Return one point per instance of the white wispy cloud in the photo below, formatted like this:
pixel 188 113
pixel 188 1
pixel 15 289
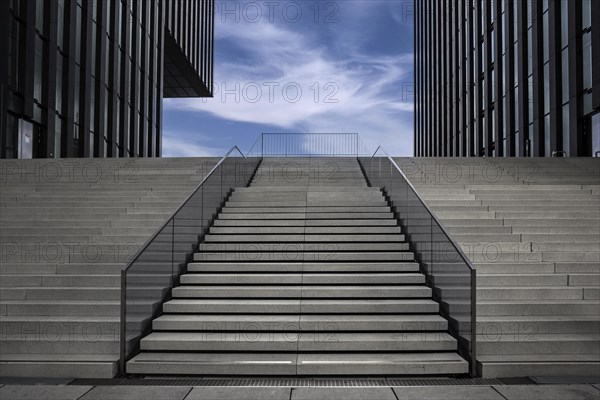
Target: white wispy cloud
pixel 355 92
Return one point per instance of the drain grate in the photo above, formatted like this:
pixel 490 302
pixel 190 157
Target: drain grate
pixel 443 382
pixel 289 382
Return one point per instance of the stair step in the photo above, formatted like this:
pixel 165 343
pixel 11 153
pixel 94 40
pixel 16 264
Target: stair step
pixel 282 323
pixel 301 342
pixel 275 364
pixel 305 279
pixel 300 291
pixel 306 267
pixel 295 306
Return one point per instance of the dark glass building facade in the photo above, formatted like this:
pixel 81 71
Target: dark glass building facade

+===+

▶ [Task objective]
Arrange every line of the material above as a JSON list of strings, one string per line, with blank lines omitted and the pictures left out.

▶ [The output]
[
  "Return one point per instance of the white wispy cloud in the photo below, formatted like this:",
  "pixel 188 113",
  "pixel 188 1",
  "pixel 15 289",
  "Target: white wispy cloud",
  "pixel 355 92",
  "Return one point per instance of the drain grate in the photo above, formatted like this:",
  "pixel 490 302",
  "pixel 190 157",
  "Target: drain grate",
  "pixel 443 382",
  "pixel 289 382",
  "Return one point per instance of the stair step in the photo above, formatted like this:",
  "pixel 165 343",
  "pixel 11 153",
  "pixel 94 40",
  "pixel 16 264",
  "Target: stair step",
  "pixel 282 323",
  "pixel 301 342",
  "pixel 275 364",
  "pixel 305 279",
  "pixel 300 291",
  "pixel 306 267",
  "pixel 295 306",
  "Return one point per instance of the dark glass building facade in the photo above, formatted like this:",
  "pixel 81 71",
  "Target: dark glass building facade"
]